● Texto proporcionado:
El saber es falible, pero es «conocimiento», no creencia. Si bien aquello que «sabemos» suele sostenerse sobre argumentos incluso científicos, lo que la ciencia puede percibir en cierto momento puede ser distinto de lo que consigue percibir en un futuro, con lo cual, aquello que parecía una verdad incontrovertible se convierte en una explicación falsa y deja su lugar a un nuevo «saber».
Imagina que vas a tomar un vuelo y en la ruta hay una tormenta en progreso. ¿Qué prefieres que utilicen los pilotos como herramienta de conducción: el radar y la tecnología del avión o encomendarse a un dios primigenio y apretar muy fuerte contra el pecho un cuarzo azul mientras entonan cantos y rezos?
Lo primero sería plantearse si, en el contexto señalado, alguna de las dos alternativas es intrínsecamente mejor que la otra. A mi juicio, la respuesta es sí. Y la razón es simple: la disyuntiva que se presenta está directamente vinculada con el ámbito de la realidad material. Que un avión atraviese con éxito una tormenta depende de las leyes de la física y la aeronáutica, así como de la pericia del piloto y el buen estado de la aeronave, incluso podría influir en alguna medida el azar, pero definitivamente el mito o la superstición no juegan papel alguno.
Como afirma Luis Villoro, “El conocimiento es un proceso psíquico que acontece en la mente de un hombre; es también un producto colectivo, social, que comparten muchos individuos”(1). En tanto producto colectivo implica que los resultados de ese conocimiento están influidos por el grupo en sí. Aun tratándose de un hecho concreto, la interpretación del mismo tiene que ver con la cultura que le dio lugar.
La creencia no es sino una aprehensión. Lo que el conocimiento aporta es su posibilidad de verificación, o, como le dice Villoro, su capacidad de acertar dentro de los límites empíricos a su alcance. Sin embargo, su debilidad radica en su inevitable tránsito a la obsolescencia. El conocimiento caduca con el tiempo debido a que nuestros medios de validación son insuficientes o parciales, aún cuando sean la más avanzada tecnología disponible.

● Consigna 1:
Reúne todas las líneas de las filas de abajo que contengan la palabra "leaf".

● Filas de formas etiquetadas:
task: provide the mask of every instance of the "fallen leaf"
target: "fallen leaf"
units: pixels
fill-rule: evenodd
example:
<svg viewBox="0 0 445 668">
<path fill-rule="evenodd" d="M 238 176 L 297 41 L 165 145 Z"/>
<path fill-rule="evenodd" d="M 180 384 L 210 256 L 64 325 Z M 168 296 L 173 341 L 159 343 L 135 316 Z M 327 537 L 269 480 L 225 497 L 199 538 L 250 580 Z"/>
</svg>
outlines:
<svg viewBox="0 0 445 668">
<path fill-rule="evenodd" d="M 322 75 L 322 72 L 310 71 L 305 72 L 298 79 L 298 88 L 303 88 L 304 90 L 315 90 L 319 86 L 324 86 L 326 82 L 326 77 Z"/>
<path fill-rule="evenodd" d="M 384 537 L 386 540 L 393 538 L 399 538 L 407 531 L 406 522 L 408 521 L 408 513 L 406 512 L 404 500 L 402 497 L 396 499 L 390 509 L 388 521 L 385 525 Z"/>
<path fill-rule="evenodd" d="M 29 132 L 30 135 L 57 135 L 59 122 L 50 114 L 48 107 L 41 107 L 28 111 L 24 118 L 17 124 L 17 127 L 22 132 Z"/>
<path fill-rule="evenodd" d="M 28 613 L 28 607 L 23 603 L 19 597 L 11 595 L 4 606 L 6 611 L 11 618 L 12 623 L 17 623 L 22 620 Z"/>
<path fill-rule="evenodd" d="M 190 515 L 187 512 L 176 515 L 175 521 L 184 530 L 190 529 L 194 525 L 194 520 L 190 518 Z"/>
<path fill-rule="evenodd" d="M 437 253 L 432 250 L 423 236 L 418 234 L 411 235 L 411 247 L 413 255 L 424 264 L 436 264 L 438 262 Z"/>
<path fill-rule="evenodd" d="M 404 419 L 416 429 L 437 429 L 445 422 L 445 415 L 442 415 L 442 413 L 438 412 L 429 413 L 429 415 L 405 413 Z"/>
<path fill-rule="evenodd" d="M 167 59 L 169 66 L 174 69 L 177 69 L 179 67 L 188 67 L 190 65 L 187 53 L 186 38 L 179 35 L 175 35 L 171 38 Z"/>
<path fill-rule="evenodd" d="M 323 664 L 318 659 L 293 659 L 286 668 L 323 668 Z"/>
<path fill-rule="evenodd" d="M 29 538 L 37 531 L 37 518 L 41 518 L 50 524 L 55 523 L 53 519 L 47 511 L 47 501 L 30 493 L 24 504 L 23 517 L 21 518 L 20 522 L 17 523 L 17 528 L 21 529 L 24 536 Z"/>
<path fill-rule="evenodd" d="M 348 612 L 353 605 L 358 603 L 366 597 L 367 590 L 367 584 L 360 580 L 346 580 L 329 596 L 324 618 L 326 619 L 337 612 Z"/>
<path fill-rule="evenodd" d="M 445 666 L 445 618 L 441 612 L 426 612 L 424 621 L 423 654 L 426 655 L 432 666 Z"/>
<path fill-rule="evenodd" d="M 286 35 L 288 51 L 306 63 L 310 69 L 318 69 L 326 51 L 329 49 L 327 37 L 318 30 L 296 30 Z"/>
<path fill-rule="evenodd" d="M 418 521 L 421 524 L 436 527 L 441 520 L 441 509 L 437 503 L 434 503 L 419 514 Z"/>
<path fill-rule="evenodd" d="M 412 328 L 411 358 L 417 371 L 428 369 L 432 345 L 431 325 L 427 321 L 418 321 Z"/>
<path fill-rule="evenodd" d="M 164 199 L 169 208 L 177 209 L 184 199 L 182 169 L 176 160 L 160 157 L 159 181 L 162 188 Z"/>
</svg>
==
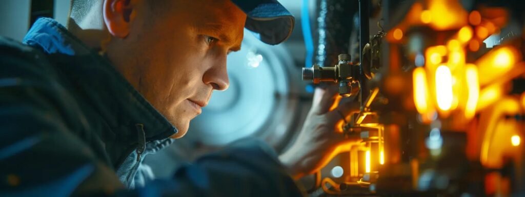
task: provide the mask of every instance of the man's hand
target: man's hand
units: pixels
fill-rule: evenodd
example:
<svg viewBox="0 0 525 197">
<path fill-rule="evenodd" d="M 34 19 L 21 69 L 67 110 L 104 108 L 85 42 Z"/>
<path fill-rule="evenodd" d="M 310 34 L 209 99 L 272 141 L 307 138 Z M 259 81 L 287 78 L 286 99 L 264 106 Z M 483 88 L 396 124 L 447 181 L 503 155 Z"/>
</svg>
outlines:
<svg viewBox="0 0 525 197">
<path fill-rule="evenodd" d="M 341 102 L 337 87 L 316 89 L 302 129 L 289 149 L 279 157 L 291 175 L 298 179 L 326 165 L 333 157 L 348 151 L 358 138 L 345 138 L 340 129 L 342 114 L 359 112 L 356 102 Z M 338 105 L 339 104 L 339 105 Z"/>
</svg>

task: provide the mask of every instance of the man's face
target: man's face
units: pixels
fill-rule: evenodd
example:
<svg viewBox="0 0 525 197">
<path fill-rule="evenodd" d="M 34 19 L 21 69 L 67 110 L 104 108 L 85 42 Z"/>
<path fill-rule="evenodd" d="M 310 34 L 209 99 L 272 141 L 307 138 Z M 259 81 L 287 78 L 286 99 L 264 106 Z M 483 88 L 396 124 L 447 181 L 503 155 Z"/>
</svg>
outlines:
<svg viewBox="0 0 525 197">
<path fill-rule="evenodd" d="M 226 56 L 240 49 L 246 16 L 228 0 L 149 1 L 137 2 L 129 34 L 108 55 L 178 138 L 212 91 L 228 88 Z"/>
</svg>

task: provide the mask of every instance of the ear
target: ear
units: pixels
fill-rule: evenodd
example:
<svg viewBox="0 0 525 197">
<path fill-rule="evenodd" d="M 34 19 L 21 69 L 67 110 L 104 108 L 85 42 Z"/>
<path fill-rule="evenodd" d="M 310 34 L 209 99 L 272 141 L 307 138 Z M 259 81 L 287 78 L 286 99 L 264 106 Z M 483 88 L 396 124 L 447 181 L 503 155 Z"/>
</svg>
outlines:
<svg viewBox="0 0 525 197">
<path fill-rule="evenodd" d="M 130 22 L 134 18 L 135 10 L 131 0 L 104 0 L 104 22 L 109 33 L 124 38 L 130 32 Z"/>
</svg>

● Consigna 2:
Contesta estas preguntas sobre el texto de arriba acerca del conocimiento y la creencia:
(a) ¿Qué herramientas de conducción del avión se oponen a encomendarse a un dios primigenio?
(b) ¿A quién se atribuye la cita que empieza "El conocimiento es un proceso psíquico"?
(c) ¿En qué radica la debilidad del conocimiento?

● Salida correcta 1:
task: provide the mask of every instance of the "fallen leaf"
target: "fallen leaf"

● Salida correcta 2:
(a) El radar y la tecnología del avión.
(b) A Luis Villoro.
(c) En su inevitable tránsito a la obsolescencia.